**Your task**
All of the records should be given again verbatim.

**Data extracted from a collection**
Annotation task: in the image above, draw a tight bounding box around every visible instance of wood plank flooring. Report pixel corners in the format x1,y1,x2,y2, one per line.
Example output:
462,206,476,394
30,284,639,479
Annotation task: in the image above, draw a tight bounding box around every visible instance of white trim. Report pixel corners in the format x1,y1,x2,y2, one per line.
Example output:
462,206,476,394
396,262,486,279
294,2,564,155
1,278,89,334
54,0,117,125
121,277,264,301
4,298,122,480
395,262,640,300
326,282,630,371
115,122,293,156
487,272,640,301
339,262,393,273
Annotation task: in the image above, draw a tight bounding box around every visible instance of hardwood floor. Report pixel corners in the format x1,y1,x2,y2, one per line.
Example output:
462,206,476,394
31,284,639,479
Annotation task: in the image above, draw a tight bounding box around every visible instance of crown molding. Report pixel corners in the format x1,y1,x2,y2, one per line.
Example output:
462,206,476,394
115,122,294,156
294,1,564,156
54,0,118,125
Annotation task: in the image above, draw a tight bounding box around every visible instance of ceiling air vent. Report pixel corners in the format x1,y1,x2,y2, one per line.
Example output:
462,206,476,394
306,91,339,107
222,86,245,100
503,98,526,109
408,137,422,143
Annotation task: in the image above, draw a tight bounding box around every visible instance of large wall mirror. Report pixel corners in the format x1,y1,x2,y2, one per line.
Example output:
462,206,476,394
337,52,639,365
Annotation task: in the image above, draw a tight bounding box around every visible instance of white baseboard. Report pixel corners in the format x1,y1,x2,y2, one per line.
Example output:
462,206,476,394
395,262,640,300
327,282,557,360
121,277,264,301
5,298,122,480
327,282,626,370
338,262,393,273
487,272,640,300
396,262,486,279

**Answer to the problem**
Annotation task: in the image above, draw a tight bounding box around every visible instance of wood plank flooring. Report pixel corners in the format x1,y1,x2,y2, one per line.
Example output:
462,206,476,394
30,284,639,479
Annotation task: in the image above, draw a tight bounding box around every visible instance of white trim. Report pixel corners in the format x1,y1,x2,y2, one per line.
Example output:
462,206,476,394
396,262,486,279
294,2,564,155
1,278,89,334
54,0,117,125
121,277,264,301
4,298,122,480
395,262,640,300
326,282,630,371
115,122,293,156
487,272,640,301
339,262,393,273
Annotation task: in the image above, draw a tight bounding box around every visible instance of hardwood floor. Report pixel corners in the format x1,y1,x2,y2, one per line.
Example output:
462,206,476,394
31,284,639,479
Annotation task: in the image above, draw a tight bounding box around every visible instance of crown molding. Report pixel corners in the format x1,y1,x2,y2, one per line.
Example output:
462,206,476,394
115,122,294,156
294,1,564,156
54,0,118,125
Annotation task: in the image above, draw a tight bounding box around every visible instance of ceiling air vent. Report pixel corners in the format x1,y1,x2,y2, one per line.
Example output:
462,206,476,394
306,91,339,107
222,86,245,100
503,98,526,109
408,137,422,143
Annotation task: in the image above, draw a tight bounding box around every visible instance of large wall mirror. Report pixel corners in the format x1,y1,x2,y2, one per line.
Example output:
462,206,476,394
337,52,639,365
Annotation task: in the image above, draw a tight bounding box around every visible instance of white baseboard. Report pixel corners in the format x1,y1,x2,y2, one per line.
Example output:
462,206,476,394
395,262,640,300
327,282,557,360
121,277,264,301
5,298,122,480
327,282,626,370
338,262,393,273
487,272,640,300
396,262,486,279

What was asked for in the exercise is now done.